Excerpts of location labeling data
··········

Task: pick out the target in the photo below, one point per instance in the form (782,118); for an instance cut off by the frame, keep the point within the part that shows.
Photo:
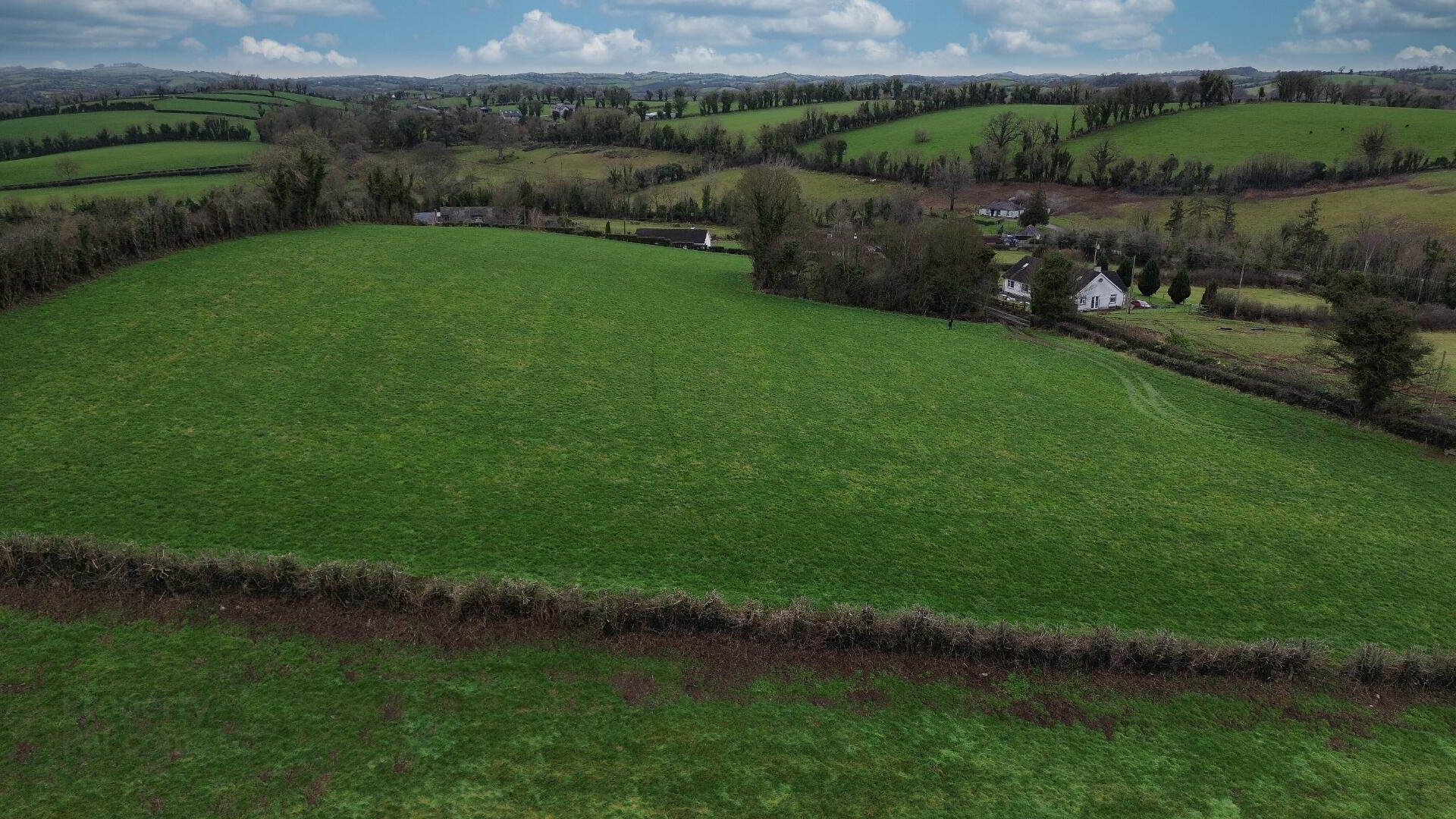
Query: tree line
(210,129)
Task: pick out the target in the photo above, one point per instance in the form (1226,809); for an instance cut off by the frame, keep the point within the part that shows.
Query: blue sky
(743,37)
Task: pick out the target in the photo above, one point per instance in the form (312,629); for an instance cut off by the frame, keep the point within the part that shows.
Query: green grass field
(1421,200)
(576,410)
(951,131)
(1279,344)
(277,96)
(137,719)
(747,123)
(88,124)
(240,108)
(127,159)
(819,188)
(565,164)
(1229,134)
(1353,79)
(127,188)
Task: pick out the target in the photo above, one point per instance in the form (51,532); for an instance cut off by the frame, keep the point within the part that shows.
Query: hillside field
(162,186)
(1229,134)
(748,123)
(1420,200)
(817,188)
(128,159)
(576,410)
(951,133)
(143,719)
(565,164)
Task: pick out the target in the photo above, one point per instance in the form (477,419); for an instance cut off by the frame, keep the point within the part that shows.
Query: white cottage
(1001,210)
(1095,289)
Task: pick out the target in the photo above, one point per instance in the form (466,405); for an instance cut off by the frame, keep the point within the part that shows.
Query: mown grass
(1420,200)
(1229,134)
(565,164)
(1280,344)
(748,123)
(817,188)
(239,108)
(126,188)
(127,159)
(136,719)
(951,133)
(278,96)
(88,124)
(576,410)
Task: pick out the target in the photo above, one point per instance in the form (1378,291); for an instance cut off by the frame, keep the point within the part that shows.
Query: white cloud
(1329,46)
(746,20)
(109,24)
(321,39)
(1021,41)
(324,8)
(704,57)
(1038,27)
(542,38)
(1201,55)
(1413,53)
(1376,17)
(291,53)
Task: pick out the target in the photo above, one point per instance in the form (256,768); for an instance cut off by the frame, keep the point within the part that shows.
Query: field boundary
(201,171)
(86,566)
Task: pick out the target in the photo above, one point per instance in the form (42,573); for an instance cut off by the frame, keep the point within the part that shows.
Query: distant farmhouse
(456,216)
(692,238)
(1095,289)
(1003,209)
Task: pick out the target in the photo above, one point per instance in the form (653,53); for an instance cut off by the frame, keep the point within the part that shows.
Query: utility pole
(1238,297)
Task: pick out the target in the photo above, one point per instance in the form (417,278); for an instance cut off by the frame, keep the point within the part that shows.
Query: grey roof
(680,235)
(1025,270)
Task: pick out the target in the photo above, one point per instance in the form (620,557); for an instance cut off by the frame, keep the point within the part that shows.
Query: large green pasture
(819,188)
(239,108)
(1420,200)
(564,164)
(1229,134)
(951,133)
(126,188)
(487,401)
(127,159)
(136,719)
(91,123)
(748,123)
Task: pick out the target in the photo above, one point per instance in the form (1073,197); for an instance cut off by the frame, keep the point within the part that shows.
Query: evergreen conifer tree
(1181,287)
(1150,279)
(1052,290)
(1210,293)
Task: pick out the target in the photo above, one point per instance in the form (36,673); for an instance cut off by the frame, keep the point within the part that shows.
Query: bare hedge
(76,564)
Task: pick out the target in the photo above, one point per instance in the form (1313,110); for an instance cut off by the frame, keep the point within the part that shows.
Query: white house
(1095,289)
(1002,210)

··········

# [Work to do]
In the records, from the line with "the form (42,573);" through the end of the records, replace "utility pole" with "power pole" and leave everything else as it is. Give back only those lines.

# [Task output]
Task: pick out the target in the photo above, one point per instance in the form (42,573); for an instance cut off by the frame, keep the point within the part that shows.
Query: distant farmhouse
(456,216)
(692,238)
(1095,289)
(1003,209)
Task: pick out the target in the photo above, one point per instance in the form (653,53); for an instance cut off by the frame, keep the point within the part that shows.
Query: power pole
(1238,297)
Task: pick out the target in the photo above, one point per instance in the form (417,278); for an instance cut off by the frame, keep the point within the part that shows.
Query: grey roof
(680,235)
(1025,270)
Task: pick out the target in the photo above, one point per instance in the form (620,557); for an instance cut off by the frame, keep the point within the part that shows.
Query: large green pasture
(819,188)
(239,108)
(1420,200)
(564,164)
(1229,134)
(951,133)
(126,188)
(487,401)
(127,159)
(136,719)
(91,123)
(748,123)
Task: pick out the target in the photo above, one point per instance in the form (1073,197); for an instance cut off by the frame, keep the point within the part that shows.
Query: evergreen conifer tree
(1181,287)
(1150,279)
(1052,290)
(1210,293)
Task: pick out the target in the photo above, one point per instance in the form (36,673); for an instance cut off by the frame, keep the point within the part that shows.
Query: bare hedge
(76,564)
Task: pick out the target in the photo above, one point per instance in the form (1313,110); for an instance cut off by the frame, keep the point within the part that shows.
Query: white house
(1095,289)
(1002,210)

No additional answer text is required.